» Your instructions
Reproduce only the part of the listing below that starts at the line containing "of the blue" and ends after the line containing "column 628, row 129", word for word, including both of those lines.

» Listing
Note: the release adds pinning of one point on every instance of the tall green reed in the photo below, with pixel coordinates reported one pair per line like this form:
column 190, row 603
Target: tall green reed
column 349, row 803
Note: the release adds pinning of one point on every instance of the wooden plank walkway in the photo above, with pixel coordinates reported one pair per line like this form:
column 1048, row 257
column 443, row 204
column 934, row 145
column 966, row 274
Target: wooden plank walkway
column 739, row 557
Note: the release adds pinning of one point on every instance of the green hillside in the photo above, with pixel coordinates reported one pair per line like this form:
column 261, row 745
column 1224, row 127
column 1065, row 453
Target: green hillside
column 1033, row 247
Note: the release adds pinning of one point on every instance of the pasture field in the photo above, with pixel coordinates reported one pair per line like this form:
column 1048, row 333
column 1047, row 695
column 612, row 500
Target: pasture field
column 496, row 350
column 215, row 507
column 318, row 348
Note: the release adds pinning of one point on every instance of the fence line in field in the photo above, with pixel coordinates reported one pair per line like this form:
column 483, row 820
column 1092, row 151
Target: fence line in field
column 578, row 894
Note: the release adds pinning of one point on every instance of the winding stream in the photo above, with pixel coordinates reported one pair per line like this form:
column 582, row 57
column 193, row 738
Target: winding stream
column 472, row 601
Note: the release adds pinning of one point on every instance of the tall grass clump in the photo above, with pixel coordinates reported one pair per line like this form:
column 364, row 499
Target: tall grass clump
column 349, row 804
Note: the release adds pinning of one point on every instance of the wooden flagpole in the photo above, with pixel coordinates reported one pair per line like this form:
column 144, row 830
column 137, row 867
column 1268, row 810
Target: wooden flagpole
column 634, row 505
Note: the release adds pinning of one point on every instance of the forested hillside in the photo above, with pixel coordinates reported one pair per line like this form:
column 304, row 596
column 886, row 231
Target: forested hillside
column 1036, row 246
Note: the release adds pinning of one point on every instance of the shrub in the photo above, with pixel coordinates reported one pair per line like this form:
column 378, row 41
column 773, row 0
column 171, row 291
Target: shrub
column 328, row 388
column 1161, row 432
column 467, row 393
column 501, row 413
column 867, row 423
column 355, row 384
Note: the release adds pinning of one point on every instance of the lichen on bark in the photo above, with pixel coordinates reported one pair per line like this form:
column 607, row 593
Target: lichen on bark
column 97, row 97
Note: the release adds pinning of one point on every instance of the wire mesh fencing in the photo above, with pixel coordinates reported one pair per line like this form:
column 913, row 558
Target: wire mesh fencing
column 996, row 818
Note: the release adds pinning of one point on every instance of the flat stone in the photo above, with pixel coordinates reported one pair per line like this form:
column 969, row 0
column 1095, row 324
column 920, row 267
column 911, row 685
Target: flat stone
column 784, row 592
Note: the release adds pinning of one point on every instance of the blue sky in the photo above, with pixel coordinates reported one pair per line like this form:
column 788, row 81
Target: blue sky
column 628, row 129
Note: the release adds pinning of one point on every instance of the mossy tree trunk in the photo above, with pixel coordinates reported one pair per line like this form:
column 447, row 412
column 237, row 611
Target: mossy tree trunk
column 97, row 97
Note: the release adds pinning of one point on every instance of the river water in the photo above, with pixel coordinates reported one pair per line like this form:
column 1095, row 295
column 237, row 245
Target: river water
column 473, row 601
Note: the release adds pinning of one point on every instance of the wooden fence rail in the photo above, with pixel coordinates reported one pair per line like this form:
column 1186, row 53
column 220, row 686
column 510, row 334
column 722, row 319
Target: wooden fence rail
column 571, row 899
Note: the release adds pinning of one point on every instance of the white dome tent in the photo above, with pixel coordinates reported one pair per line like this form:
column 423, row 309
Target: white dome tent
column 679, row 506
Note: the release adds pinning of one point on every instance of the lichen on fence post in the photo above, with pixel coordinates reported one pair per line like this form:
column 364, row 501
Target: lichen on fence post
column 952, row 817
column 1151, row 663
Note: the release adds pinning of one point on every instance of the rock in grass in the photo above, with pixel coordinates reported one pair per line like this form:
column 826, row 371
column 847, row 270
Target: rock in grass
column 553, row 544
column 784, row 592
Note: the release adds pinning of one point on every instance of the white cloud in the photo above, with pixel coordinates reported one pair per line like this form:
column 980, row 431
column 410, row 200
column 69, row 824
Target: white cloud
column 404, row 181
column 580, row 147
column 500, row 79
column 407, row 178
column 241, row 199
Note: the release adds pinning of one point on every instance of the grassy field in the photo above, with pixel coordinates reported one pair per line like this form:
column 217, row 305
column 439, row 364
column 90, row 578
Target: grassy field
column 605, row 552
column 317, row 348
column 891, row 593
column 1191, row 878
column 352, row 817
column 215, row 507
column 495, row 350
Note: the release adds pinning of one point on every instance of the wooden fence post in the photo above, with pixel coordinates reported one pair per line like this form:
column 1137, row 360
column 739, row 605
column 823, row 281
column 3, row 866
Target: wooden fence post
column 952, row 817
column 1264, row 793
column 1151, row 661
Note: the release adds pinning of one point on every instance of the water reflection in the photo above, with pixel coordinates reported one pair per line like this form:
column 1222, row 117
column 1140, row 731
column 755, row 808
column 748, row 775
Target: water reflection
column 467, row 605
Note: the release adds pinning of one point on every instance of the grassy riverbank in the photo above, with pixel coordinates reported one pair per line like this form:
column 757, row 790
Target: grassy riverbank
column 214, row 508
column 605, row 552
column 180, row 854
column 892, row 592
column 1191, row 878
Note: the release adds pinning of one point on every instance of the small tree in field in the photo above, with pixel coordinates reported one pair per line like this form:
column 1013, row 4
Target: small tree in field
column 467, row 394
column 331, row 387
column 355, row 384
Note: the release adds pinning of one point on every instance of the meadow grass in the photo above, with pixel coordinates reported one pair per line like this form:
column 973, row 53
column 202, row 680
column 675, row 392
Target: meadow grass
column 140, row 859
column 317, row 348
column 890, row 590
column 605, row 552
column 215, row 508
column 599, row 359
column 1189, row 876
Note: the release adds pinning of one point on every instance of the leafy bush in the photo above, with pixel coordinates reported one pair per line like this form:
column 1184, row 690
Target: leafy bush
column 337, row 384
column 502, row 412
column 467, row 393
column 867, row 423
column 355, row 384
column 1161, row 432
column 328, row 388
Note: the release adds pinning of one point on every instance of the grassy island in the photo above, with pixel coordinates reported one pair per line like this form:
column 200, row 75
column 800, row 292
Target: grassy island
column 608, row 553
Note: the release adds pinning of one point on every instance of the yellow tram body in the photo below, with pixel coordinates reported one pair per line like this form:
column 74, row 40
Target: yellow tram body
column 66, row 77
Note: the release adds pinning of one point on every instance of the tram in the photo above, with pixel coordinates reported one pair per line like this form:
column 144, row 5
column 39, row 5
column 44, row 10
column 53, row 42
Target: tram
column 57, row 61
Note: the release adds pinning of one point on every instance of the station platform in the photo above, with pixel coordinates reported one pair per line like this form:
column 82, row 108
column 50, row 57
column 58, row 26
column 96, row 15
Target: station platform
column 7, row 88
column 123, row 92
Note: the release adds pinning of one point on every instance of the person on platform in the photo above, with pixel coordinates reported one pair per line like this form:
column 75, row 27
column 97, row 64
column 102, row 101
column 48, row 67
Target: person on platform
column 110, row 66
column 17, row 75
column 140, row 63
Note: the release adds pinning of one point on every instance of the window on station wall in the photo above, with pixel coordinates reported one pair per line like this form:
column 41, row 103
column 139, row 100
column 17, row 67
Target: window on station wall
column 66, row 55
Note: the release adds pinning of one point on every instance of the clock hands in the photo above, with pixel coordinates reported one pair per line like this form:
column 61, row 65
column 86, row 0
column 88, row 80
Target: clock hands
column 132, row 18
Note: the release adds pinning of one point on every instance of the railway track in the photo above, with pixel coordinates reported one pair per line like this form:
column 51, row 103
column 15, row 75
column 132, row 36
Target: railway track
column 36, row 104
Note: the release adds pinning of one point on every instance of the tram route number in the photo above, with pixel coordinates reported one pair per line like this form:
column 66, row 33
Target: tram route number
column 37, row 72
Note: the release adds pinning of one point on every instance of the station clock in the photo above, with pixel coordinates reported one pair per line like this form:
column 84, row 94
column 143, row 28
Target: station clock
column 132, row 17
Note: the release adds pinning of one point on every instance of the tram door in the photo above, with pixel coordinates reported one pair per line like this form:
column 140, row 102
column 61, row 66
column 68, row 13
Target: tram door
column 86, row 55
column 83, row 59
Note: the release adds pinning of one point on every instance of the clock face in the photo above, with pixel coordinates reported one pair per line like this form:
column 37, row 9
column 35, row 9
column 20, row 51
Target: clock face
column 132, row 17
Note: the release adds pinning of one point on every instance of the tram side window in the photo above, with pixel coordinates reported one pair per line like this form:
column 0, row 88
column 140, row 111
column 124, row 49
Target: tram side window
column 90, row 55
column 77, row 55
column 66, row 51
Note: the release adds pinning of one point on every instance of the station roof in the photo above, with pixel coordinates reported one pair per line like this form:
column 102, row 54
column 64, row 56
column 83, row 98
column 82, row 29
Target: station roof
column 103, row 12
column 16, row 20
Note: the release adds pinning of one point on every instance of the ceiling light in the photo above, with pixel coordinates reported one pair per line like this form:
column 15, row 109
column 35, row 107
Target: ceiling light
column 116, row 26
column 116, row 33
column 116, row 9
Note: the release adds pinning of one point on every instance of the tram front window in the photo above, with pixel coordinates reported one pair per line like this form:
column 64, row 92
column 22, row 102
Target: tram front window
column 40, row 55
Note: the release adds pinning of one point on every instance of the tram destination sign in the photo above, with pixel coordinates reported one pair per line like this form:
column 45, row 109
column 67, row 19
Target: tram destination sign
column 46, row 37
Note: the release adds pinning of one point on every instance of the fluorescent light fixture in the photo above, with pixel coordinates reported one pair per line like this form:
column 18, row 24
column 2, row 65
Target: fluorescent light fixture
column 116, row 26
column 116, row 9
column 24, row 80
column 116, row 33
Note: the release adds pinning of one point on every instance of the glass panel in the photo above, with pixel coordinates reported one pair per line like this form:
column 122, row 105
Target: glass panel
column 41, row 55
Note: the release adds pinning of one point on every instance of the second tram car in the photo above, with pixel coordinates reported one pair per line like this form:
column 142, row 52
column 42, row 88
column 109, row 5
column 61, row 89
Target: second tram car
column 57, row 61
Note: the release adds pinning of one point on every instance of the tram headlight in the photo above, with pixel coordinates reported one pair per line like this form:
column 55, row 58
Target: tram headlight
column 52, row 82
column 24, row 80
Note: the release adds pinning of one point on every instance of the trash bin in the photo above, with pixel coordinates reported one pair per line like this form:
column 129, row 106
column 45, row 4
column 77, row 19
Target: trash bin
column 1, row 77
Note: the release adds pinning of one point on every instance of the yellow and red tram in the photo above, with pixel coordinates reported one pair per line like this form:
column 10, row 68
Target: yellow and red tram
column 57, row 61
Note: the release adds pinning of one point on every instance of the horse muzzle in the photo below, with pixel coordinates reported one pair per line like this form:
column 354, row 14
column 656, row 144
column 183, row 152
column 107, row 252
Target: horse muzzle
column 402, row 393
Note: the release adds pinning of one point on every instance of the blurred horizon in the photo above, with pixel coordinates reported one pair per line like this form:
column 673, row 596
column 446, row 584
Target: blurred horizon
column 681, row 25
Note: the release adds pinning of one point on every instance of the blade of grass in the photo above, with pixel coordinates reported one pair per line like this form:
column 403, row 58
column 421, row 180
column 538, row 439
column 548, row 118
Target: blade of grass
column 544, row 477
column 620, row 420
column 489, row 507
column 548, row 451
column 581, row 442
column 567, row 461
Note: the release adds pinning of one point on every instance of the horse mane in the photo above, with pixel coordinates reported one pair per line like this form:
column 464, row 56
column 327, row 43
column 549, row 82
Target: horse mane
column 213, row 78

» Solution below
Note: the release adds pinning of one point on every instance of the blue sky in the photo above, with pixel coordinates reported one pair per line like this form:
column 788, row 81
Target: blue sky
column 628, row 129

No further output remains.